Exercise brief:
The records below are to be retyped in full, without any alteration.

[Opening Given records section]

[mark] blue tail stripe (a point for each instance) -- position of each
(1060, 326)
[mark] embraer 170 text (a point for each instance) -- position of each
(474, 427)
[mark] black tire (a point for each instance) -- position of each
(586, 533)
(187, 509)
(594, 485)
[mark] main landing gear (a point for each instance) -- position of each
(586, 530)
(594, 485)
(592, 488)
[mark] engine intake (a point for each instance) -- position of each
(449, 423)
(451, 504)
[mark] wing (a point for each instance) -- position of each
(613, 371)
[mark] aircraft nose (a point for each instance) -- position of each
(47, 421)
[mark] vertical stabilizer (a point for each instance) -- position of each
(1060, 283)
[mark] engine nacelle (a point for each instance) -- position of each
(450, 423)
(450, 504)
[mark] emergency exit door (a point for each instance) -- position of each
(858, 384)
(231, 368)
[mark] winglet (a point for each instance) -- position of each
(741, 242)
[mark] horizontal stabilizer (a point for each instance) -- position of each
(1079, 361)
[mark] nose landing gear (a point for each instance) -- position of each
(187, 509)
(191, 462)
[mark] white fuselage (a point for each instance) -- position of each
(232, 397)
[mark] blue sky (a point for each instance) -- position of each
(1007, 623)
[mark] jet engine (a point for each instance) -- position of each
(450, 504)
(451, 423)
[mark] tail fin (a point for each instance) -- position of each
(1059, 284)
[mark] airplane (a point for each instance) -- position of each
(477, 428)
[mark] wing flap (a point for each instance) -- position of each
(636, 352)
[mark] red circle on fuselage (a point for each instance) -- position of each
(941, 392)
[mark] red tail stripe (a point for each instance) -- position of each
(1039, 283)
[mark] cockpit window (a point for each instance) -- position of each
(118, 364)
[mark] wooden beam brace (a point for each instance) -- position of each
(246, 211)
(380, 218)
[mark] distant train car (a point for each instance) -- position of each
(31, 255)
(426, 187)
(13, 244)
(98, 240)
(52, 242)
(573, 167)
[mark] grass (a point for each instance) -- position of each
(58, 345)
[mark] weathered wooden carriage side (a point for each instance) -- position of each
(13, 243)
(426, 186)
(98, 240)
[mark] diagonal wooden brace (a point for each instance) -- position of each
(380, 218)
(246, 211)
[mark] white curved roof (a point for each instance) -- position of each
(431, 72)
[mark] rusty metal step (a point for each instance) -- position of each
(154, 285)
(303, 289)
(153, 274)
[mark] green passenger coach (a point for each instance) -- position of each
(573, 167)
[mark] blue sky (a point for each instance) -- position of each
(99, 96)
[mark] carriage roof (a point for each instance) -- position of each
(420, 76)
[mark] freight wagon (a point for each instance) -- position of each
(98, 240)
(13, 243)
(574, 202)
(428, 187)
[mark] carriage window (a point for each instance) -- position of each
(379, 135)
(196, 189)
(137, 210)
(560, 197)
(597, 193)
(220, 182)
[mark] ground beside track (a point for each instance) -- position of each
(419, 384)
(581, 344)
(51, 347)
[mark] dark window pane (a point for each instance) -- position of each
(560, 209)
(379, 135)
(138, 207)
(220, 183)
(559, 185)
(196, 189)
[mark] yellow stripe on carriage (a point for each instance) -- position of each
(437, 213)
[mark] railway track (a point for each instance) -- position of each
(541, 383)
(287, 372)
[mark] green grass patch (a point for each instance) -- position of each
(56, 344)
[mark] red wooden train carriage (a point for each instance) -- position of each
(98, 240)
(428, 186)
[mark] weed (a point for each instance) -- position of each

[Closing Given records section]

Expected answer:
[mark] blue tail stripe (a point for each instance) -- position of each
(1060, 326)
[mark] embraer 170 text (a point for each instance) -- position of each
(474, 427)
[mark] black tire (a point for each instance) -- position of each
(586, 533)
(187, 509)
(594, 485)
[mark] main landing gear (a point for each instance) -- position of each
(586, 530)
(594, 485)
(592, 488)
[mark] engine intake (a point for each instance) -- position of each
(449, 423)
(451, 504)
[mark] wing (a point for each instance) -- position of each
(613, 371)
[mark] aircraft nose (a point for each instance) -- position of each
(47, 421)
[mark] vertical stabilizer (a point for each instance) -- position of each
(1060, 283)
[mark] engine nacelle (a point for each instance) -- position of each
(450, 423)
(450, 504)
[mark] emergency exit door (a point for each instance) -- position of each
(858, 384)
(231, 368)
[mark] winglet (a point for each instance) -- position of each
(741, 242)
[mark] horizontal stabilizer (a point for each instance) -- position of each
(1079, 361)
[mark] nose landing gear (a point for each instance) -- position of each
(187, 509)
(191, 462)
[mark] white fuselage (a point for each instance) -- position of each
(232, 397)
[mark] blue sky (a point for each instance) -- position of each
(1007, 623)
[mark] jet engine (a point for each instance) -- position of each
(450, 504)
(451, 423)
[mark] tail fin (a point for each instance) -- position of each
(1059, 284)
[mark] airplane (a point for each instance) -- position of each
(477, 428)
[mark] wing flap (a point for each instance) -- position of each
(636, 352)
[mark] red circle on fuselage (a point for each instance) -- position of each
(941, 392)
[mark] red tail stripe (a point for each instance) -- position of each
(1039, 283)
[mark] cockpit window (a point for each instance) -- position of each
(118, 364)
[mark] wooden beam brace (a point for each instance) -- position of each
(246, 211)
(380, 218)
[mark] distant train car (a point for each instance) -- position of each
(31, 255)
(426, 187)
(13, 244)
(98, 240)
(52, 242)
(573, 167)
[mark] grass (a point for each instance) -- position of each
(58, 345)
[mark] weathered wooden carriage side (a point for each instance) -- position of each
(13, 243)
(426, 186)
(98, 240)
[mark] diagonal wooden brace (a point for each instance) -- position of each
(380, 218)
(246, 211)
[mark] white curved roof (a point for each instance) -- position of each
(431, 72)
[mark] rusty metal step (a point for each instance) -- position of each
(154, 285)
(303, 289)
(153, 274)
[mark] green passenger coach (a point for each instance) -- position of each
(573, 167)
[mark] blue sky (a point for each instance) -- position of each
(99, 96)
[mark] carriage roof (a point for each instance) -- position of each
(420, 76)
[mark] freight wagon (a point for each instance) -- position of each
(98, 240)
(13, 243)
(574, 202)
(428, 187)
[mark] carriage window (a point for each instance) -- position of each
(379, 135)
(196, 189)
(137, 210)
(560, 197)
(597, 193)
(220, 182)
[mark] ground beside track (a point for each instance) -- position of each
(419, 384)
(581, 344)
(51, 347)
[mark] dark window pane (a point for each instance) -- position of each
(560, 209)
(379, 135)
(138, 207)
(220, 183)
(559, 185)
(196, 189)
[mark] yellow stripe on carriage (a point for each instance) -- position of each
(437, 213)
[mark] railway track (a point for each instance) -- position of each
(541, 383)
(287, 372)
[mark] green grass patch (a point for each instance) -- position of each
(56, 344)
[mark] red wooden train carriage (a point for each instance) -- position of each
(98, 240)
(428, 186)
[mark] weed (a point for each instance) -- position of each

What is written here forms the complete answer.